= Tasks to perform =
1. According to the interview about Light's End, how long did it take to sell "The Fall Guy"?
2. From the interview about Light's End, reproduce the text between "The Maine setting" and "small, semi-pro magazine.", inclusive.

------ Supplied passage

The Maine setting for the town is an homage to horror writer H.P. Lovecraft's fiction, while the name of my fictional town just came to me in an unexplainable epiphany. I liked the sound of it and it also suggested the use of a lighthouse as an icon, so I used it in my second and then third story. The town's name not only hints at the end of light and the triumph of evil, but at the resolution of the over-riding plot of the entire series.

“The Fall Guy” was the first Light's End prose story. It was written in a week during a low point in my life when I had been fired from a newspaper and had no idea what direction my life would then take. It took ten years to sell it to a small, semi-pro magazine.

When I wrote it, I decided to make the town a major 'character' and underlying continuity in what I envisioned as a series of stand-alone and interconnected short stories.

These stories will form a trilogy of books with a bridging mega-plot. The first book titled Weird Horror Tales has been published; the second volume titled Light's End: The Feasting is soon to also be published. The last book of the trilogy has been plotted for some time.

QUESTION: Who are some of the writers that influenced and inspired the creation of Light's End?

VANCE: H.G. Wells, Ray Bradbury, William Faulkner and many other writers have influenced my writing. I owe much to the old EC comic books from the 1950s as well and several of the men who wrote those stories, including Harvey Kurtzman and Al Feldstein. Kurtzman, in particular, has been an influence on both my comics work and prose work.

It was Wells who influenced me to become a writer, and I still consider him the best novelist in the SF genre. My mother tells me that when I was 8 or 9, I wasn't doing well in English; I didn't like to read. I had been assigned to write a book review as homework. I cheated and read the “Classic's Illustrated” comic book of “The Time Machine” by Wells. It literally stunned me, so I read the book as well.

I liked the near poetry of Bradbury's prose which I read as a teenager, and Faulkner's stream-of-consciousness technique as well as his sense of history and setting. I first read Faulkner as a senior majoring in English in college. These influences combined with my admiration of Lovecraft's use of atmosphere have all influenced my Light's End stories. By the way, I came to read Lovecraft relatively late in my life.

QUESTION: Writers like Ray Bradbury and William Faulkner have chosen small town settings for much of their fiction. Light's End, Maine is a small town. Do you prefer small town settings for your stories, and if so, why?

VANCE: I lived eighteen years of my life in a small town in Oklahoma, and Light's End is based on that town. If you visited it today, you would quickly recognize many of the buildings used in my series. I believed using that town as the inspiration for Light's End would add a feeling of authenticity, of reality that is central to the suspension of disbelief needed in any good fiction. That town certainly gave continuity to my life as a boy. Even a few of the events in some of the twenty-three stories that I have written about Light's End are based on my life. But, for the most part, the characters in Light's End are not based on actual residents of that Oklahoma town.

------------
------ Raw records

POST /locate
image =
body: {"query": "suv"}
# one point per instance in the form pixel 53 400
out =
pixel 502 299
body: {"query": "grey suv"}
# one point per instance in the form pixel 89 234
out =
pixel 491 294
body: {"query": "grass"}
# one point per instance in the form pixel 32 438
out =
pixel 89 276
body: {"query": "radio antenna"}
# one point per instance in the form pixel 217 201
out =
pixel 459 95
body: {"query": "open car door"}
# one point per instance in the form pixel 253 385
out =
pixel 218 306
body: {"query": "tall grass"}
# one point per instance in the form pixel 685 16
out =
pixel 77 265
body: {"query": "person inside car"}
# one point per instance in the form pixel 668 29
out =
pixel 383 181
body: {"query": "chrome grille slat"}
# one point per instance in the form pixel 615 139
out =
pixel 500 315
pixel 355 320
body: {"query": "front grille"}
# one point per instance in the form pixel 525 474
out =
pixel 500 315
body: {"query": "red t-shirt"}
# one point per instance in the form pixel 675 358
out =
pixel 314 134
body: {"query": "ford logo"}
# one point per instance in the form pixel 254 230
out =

------------

= Outputs =
1. It took ten years to sell it to a small, semi-pro magazine.

2.
The Maine setting for the town is an homage to horror writer H.P. Lovecraft's fiction, while the name of my fictional town just came to me in an unexplainable epiphany. I liked the sound of it and it also suggested the use of a lighthouse as an icon, so I used it in my second and then third story. The town's name not only hints at the end of light and the triumph of evil, but at the resolution of the over-riding plot of the entire series.

“The Fall Guy” was the first Light's End prose story. It was written in a week during a low point in my life when I had been fired from a newspaper and had no idea what direction my life would then take. It took ten years to sell it to a small, semi-pro magazine.